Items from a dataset
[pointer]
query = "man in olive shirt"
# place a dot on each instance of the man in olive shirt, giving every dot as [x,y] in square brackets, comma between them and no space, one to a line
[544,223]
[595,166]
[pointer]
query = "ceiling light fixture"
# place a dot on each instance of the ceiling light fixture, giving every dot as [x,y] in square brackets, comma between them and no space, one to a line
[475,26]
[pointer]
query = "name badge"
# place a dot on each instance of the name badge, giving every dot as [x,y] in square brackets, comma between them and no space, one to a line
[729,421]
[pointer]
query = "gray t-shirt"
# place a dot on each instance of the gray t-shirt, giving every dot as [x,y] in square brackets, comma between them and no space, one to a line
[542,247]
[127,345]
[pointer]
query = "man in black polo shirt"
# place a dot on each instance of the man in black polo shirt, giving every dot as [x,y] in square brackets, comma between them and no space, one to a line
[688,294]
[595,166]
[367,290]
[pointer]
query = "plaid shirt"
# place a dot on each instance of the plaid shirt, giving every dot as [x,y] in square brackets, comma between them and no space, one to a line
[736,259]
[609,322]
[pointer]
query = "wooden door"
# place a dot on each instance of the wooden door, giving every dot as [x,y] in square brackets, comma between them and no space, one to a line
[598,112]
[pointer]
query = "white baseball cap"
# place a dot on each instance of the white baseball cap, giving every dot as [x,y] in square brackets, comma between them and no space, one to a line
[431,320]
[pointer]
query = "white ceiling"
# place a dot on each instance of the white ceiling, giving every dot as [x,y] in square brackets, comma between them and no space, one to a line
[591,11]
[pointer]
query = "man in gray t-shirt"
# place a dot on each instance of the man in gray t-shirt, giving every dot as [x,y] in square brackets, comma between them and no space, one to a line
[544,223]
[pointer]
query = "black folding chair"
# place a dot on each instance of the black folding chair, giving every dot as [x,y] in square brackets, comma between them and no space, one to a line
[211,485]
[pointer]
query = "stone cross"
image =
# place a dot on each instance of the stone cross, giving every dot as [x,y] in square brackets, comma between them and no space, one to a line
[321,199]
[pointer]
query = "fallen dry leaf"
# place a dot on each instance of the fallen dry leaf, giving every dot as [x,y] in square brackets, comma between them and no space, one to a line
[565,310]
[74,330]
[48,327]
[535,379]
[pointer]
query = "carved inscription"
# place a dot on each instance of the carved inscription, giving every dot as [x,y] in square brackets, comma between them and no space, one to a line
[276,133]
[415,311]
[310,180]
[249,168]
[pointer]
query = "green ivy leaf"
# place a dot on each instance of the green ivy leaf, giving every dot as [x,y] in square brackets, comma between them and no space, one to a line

Task requirements: Read the data above and pull out each line that holds the string "green".

Solution to this task:
query = "green ivy leaf"
# place a dot on each instance of the green ivy leaf, giving every dot as [x,y] in square brackets, comma between them and no space, one to a line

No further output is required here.